● Provided text:
Driving Under the Influence Just Got a Lot Weirder
In all 50 states, the legal blood alcohol limit (BAC) for anyone operating a motor vehicle is .08, though advocates continue pressuring legislators to bring it down to a .05 BAC.
Public awareness campaigns, new laws and stricter penalties regarding DUI violators were launched in the mid 1970s.
The original campaigns highlighted the gruesome realities of drunk driving, changed society’s perspective, and gradually brought the number of fatalities down.
In 2018, however, the legalization of recreational marijuana in many states, including California, as well as “driverless” technology in some of the latest, high-end cars, are complicating the problem.
“As has been the case in other states like Colorado and Washington, we fully expect to an increase in crashes due to marijuana usage,” Rhonda Craft, CHP Director of the Office of Traffic Safety, told CBS News affiliate in Los Angeles.
The 2016 National Survey on Drug Use and Health (NSDUH) reported some of the following statistics:
- Nearly 21 million people, aged 16 and over, drove while under the influence of alcohol
- Almost 12 million operated a vehicle while under the influence of illicit drugs, including marijuana
- Men are more likely to drive while under the influence
- But young adults, aged 18 to 25, are the group most likely to get behind the wheel after taking drugs, consuming alcohol or a combination of both
Driving While High on Marijuana
One reason there are fewer charges – right now – for driving under the influence of marijuana is that violators often have alcohol in their system as well. So, officers have enough evidence to charge a person with DUI.

● Problem statement: Copy, word for word, the part of the article on driving under the influence that begins with "The original campaigns" and ends with "complicating the problem.".

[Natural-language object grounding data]
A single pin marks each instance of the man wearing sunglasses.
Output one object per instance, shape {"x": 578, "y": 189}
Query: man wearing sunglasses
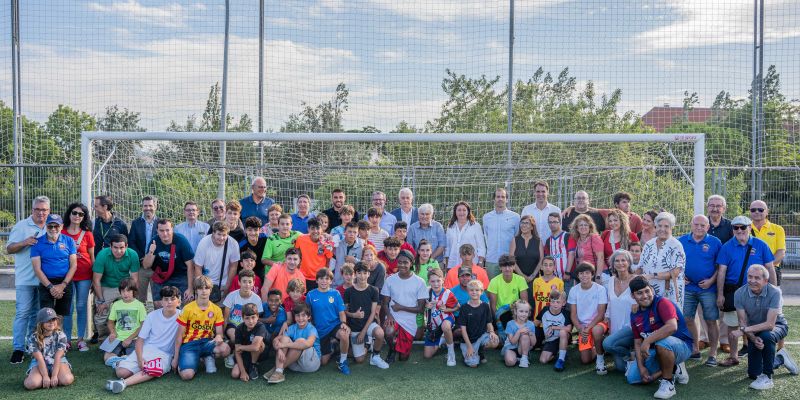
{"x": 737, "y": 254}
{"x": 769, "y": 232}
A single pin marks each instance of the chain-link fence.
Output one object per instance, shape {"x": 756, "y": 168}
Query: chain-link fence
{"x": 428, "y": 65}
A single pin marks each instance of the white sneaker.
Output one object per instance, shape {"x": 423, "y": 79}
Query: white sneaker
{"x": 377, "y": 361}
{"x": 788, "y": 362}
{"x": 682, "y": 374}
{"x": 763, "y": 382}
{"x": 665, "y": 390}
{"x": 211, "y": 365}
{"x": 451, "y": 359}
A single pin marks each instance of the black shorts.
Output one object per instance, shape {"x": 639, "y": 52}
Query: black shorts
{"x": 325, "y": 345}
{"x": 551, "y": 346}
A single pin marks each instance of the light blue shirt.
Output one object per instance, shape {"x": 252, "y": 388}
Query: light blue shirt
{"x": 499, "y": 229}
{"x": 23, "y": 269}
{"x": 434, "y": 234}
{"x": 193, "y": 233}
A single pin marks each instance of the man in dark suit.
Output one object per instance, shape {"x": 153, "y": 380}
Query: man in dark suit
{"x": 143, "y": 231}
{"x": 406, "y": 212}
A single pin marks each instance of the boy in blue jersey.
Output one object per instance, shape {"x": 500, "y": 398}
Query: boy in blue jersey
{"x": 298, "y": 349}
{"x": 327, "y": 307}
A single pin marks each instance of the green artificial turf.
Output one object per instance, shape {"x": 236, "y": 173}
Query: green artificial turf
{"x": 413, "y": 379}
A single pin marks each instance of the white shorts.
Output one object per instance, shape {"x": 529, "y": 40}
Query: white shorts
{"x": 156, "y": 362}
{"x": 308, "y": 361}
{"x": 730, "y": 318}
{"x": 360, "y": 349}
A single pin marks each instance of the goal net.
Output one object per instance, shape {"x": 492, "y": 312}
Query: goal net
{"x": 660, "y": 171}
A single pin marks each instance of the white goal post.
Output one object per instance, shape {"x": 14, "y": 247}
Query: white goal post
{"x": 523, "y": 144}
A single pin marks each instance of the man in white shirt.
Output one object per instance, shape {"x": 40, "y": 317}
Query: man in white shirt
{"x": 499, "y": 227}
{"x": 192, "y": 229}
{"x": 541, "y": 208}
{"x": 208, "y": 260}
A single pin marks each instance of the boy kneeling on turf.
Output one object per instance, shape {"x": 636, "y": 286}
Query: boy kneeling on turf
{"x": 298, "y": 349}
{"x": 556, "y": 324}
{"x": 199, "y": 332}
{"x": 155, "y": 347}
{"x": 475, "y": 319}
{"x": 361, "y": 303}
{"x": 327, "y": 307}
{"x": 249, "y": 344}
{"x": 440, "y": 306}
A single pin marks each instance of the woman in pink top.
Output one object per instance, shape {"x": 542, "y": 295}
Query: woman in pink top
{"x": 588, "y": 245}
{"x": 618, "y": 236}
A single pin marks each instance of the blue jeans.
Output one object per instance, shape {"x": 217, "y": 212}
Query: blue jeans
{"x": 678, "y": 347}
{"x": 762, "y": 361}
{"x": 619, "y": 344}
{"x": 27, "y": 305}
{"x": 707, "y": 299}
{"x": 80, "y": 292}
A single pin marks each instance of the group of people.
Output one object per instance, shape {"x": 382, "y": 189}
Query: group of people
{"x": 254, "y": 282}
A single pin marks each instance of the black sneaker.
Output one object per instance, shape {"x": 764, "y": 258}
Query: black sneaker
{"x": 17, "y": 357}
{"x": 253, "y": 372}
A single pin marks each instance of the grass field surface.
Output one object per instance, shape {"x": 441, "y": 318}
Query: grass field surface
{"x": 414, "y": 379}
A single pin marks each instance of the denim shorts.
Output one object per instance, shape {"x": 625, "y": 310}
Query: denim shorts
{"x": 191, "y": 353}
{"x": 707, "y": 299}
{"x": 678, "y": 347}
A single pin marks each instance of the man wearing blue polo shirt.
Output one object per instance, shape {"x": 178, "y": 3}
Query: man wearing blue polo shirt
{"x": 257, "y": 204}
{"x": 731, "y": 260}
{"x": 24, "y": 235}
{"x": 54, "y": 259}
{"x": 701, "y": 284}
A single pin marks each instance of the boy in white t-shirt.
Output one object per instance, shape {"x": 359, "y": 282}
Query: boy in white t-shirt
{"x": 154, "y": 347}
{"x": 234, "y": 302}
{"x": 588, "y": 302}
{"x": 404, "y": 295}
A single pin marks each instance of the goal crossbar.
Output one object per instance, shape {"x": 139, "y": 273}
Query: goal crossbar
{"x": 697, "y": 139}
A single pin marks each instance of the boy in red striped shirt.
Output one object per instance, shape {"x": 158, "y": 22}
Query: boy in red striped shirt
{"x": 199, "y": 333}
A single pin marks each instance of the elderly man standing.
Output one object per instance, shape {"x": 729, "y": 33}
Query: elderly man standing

* * *

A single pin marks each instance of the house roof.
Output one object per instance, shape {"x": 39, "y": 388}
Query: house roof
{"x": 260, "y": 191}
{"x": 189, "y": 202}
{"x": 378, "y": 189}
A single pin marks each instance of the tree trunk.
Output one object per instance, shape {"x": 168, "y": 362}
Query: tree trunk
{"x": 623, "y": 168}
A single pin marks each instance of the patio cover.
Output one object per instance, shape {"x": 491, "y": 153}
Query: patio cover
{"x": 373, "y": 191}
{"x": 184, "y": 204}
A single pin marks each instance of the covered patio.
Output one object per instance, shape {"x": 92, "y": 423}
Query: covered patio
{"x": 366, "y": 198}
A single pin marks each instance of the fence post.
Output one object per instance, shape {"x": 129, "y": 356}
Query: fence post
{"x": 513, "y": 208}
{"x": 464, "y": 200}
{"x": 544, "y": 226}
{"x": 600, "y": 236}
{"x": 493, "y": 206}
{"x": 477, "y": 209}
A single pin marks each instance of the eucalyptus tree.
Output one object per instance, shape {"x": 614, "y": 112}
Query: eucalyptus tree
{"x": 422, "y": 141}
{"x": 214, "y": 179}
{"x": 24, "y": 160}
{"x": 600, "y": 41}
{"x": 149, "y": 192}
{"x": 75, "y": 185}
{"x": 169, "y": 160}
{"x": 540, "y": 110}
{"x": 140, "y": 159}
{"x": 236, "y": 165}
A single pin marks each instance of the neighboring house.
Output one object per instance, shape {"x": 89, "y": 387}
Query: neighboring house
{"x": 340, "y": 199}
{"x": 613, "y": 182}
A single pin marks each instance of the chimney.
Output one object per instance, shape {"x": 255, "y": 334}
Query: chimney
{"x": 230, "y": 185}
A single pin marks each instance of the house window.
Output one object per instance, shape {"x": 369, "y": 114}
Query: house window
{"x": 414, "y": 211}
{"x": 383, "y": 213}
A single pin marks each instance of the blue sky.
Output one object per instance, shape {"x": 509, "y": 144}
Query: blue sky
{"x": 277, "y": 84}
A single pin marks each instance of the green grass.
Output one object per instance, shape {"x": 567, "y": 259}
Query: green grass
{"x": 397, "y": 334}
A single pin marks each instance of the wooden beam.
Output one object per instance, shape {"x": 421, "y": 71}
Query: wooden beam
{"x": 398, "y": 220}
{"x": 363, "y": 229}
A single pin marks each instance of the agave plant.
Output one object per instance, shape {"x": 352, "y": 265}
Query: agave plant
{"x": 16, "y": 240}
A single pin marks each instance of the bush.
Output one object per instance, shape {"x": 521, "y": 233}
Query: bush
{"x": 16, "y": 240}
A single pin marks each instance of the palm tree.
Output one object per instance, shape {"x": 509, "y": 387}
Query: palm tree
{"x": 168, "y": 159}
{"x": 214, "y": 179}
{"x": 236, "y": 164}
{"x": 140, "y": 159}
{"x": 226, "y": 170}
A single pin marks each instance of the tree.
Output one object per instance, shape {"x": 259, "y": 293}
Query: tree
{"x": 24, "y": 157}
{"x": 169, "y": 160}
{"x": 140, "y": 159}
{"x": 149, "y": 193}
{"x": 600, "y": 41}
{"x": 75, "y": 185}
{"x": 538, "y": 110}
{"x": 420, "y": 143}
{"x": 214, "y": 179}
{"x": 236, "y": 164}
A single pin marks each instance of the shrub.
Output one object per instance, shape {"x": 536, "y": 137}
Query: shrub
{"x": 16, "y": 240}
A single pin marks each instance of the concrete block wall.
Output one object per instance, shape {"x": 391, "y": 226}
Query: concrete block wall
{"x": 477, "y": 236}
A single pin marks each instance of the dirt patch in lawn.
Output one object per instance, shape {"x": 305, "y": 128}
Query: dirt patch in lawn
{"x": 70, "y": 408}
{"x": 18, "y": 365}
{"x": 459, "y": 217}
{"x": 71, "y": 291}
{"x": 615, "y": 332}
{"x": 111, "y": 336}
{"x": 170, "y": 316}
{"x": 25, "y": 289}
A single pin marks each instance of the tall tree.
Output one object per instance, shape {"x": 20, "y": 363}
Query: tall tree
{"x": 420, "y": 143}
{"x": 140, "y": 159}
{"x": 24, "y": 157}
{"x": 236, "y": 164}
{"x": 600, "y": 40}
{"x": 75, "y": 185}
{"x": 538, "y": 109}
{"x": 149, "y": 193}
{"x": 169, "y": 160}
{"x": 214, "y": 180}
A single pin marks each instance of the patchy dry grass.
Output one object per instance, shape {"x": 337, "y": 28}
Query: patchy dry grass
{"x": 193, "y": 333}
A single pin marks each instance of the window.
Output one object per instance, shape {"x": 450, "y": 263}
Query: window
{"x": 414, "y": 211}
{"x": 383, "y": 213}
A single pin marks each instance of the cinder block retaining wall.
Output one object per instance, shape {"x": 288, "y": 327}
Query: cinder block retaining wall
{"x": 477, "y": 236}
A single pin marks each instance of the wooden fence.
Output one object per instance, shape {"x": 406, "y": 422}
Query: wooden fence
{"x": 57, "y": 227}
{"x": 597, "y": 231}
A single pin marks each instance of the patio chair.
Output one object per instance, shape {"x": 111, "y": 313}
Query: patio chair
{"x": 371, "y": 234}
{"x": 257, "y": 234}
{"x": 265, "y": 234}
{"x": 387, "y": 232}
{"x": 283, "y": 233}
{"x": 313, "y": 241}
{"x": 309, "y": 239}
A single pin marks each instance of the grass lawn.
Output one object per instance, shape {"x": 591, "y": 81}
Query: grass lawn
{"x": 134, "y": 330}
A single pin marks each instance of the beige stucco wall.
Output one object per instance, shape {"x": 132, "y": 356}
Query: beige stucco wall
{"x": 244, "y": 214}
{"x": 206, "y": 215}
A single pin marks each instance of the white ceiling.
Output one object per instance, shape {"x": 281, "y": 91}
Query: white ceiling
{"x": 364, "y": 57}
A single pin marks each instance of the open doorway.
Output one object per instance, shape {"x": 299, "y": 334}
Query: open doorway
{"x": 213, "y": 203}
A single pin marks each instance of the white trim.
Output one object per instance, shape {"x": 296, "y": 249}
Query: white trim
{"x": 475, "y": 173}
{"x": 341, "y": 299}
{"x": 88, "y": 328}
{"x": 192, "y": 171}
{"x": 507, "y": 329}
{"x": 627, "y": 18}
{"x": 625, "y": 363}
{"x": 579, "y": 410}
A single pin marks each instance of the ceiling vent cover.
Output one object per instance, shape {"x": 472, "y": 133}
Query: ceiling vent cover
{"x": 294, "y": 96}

● Response:
The original campaigns highlighted the gruesome realities of drunk driving, changed society’s perspective, and gradually brought the number of fatalities down.
In 2018, however, the legalization of recreational marijuana in many states, including California, as well as “driverless” technology in some of the latest, high-end cars, are complicating the problem.